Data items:
::::::::
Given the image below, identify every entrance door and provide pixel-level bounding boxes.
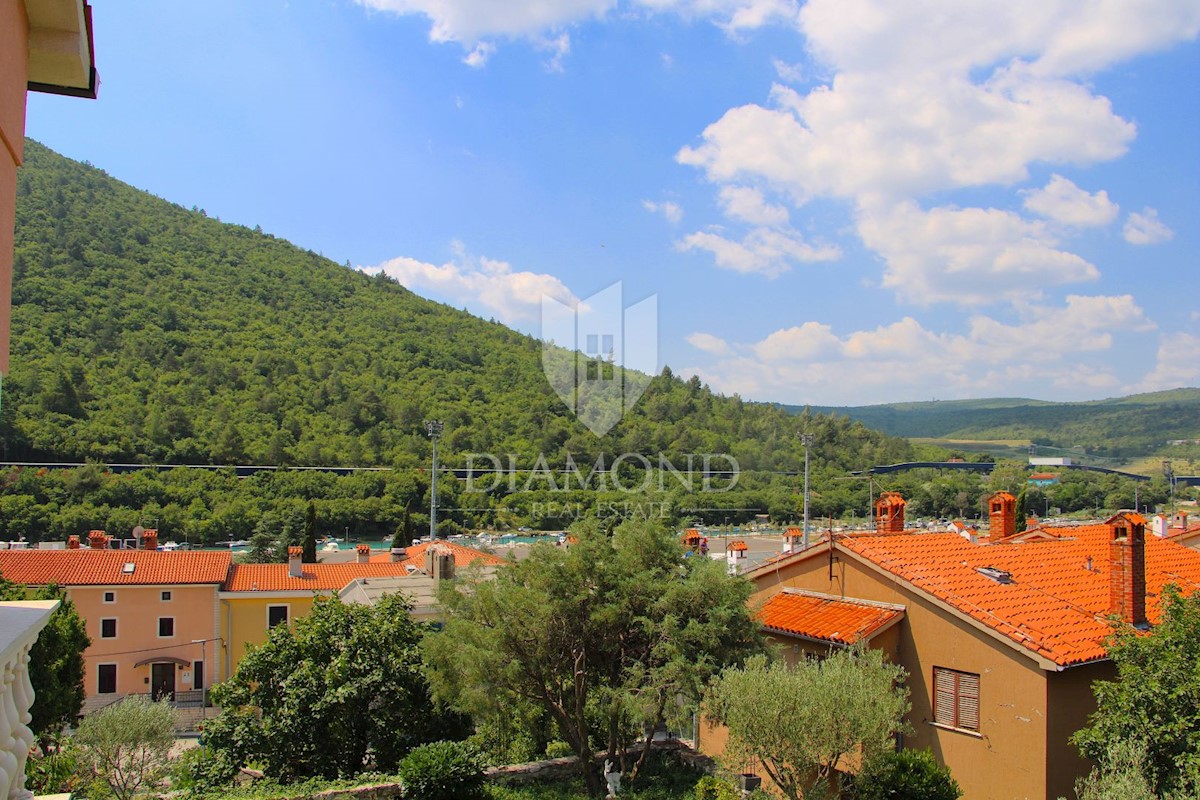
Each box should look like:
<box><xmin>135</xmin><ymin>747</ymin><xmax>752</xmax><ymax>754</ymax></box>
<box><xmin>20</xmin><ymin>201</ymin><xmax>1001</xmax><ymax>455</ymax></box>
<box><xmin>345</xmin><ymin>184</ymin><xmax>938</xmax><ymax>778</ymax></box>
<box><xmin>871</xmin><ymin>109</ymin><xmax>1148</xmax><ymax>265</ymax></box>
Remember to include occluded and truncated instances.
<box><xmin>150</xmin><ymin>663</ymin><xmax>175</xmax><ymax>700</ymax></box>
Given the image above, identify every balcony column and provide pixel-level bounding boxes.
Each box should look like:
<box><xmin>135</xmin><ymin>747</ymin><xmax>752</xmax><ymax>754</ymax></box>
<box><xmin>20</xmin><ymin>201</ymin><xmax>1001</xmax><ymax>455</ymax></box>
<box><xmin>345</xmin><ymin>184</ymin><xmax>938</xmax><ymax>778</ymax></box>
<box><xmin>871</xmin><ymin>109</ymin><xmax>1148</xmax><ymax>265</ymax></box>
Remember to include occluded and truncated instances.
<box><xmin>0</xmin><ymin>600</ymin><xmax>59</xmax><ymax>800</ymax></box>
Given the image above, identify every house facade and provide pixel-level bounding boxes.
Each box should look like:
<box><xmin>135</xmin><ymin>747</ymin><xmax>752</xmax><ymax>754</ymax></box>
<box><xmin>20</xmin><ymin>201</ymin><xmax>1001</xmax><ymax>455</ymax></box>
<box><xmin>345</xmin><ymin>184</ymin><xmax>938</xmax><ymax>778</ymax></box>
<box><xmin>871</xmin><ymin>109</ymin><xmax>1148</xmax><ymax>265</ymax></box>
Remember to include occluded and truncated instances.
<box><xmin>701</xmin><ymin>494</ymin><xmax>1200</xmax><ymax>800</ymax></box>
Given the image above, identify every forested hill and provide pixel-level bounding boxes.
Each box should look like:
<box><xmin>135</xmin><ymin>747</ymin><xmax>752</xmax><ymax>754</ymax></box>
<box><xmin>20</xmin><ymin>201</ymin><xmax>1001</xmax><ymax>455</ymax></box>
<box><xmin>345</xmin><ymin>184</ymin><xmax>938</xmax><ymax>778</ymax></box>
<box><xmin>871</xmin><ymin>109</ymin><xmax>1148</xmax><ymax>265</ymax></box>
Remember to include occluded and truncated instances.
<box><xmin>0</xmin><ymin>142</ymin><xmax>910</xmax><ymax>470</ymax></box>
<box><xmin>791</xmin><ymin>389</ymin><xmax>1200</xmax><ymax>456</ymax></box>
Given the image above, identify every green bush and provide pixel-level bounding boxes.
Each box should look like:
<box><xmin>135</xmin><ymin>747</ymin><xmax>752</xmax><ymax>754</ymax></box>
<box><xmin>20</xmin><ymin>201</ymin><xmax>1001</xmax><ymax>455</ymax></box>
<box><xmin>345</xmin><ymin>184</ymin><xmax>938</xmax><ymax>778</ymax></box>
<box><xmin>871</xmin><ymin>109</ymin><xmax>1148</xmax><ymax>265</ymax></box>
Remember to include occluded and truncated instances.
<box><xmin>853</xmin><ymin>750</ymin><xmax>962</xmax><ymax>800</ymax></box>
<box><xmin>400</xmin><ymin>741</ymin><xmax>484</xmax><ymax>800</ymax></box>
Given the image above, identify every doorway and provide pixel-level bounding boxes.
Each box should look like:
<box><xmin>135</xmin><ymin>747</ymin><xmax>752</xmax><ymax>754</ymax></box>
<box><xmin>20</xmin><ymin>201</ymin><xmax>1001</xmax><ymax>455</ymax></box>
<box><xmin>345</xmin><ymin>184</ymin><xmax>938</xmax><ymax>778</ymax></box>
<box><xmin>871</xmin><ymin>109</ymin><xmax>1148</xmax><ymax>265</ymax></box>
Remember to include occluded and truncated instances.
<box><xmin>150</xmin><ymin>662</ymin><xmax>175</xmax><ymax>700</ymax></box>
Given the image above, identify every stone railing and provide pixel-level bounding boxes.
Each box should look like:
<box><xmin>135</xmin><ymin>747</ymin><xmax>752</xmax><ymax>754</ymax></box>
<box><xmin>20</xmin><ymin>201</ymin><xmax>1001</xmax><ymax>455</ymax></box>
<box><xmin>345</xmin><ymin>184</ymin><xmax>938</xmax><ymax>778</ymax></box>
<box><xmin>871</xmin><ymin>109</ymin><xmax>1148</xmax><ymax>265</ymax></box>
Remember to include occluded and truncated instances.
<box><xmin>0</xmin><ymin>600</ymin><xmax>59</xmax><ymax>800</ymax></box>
::::::::
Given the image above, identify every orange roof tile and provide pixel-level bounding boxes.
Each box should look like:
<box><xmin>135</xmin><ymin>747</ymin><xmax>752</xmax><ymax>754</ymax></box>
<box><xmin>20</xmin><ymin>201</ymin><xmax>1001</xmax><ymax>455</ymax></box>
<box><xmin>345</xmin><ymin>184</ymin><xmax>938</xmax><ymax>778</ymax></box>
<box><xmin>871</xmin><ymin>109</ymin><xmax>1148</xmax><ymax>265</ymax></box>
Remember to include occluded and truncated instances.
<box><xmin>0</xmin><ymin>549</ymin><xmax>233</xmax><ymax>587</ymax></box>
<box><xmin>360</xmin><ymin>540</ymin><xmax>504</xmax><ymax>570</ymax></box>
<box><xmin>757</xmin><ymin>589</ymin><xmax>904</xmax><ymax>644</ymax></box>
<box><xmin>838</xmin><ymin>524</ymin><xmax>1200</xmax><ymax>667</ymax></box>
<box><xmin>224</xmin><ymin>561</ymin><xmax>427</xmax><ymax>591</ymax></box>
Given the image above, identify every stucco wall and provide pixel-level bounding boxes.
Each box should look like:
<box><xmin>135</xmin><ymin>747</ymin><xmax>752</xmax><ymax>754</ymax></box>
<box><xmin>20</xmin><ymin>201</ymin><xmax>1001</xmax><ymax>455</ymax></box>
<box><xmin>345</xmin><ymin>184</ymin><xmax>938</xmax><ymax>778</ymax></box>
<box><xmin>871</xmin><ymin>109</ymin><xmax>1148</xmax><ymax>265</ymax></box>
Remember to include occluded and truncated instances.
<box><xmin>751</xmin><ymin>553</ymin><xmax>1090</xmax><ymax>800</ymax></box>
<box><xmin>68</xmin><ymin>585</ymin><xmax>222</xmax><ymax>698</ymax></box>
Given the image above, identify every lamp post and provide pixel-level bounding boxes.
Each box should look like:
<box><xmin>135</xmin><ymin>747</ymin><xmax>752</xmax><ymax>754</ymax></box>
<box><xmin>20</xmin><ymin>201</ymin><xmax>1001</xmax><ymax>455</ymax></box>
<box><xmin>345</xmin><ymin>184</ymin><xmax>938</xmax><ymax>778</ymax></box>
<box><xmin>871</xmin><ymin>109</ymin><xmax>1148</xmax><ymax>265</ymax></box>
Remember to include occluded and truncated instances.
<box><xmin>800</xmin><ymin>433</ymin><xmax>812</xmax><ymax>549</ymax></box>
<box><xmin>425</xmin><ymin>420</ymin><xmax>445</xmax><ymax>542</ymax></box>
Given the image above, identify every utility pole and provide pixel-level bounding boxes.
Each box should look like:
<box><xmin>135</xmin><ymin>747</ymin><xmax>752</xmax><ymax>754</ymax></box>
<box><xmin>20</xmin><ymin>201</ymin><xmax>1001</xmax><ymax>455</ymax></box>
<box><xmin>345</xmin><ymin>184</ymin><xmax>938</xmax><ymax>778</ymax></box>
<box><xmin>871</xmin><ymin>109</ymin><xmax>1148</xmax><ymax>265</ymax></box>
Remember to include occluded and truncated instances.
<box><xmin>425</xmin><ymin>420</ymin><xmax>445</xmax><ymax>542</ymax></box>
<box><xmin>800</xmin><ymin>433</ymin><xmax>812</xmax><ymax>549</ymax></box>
::::::::
● Exercise goal: Which lines of the Data items contain the string "bounding"? Locate them and copy each one out in full.

● The completed task:
Given the image below, identify every entrance door and provide pixel-level bounding boxes.
Given the image above, identify every balcony column and provide pixel-level bounding boxes.
Given the image above, identify every house facade and provide pixel-level bounding boxes.
Given the image above, identify every forested hill and provide pixel-level bounding boxes.
Given the image above, identify every green bush and provide pixel-level bounding boxes.
Given the image above, identify every doorway and provide pixel-level bounding boxes.
Given the image above, identify every stone railing and provide pixel-level bounding boxes.
Given the image above, identify every orange roof tile and provide pixel-level bounding boxes.
Given the image above, identify every stucco wall and provide pixel-level bounding boxes.
Given the image above, identify every lamp post and provide pixel-level bounding boxes.
Given the image above, identify every utility pole and provide pixel-level bounding boxes.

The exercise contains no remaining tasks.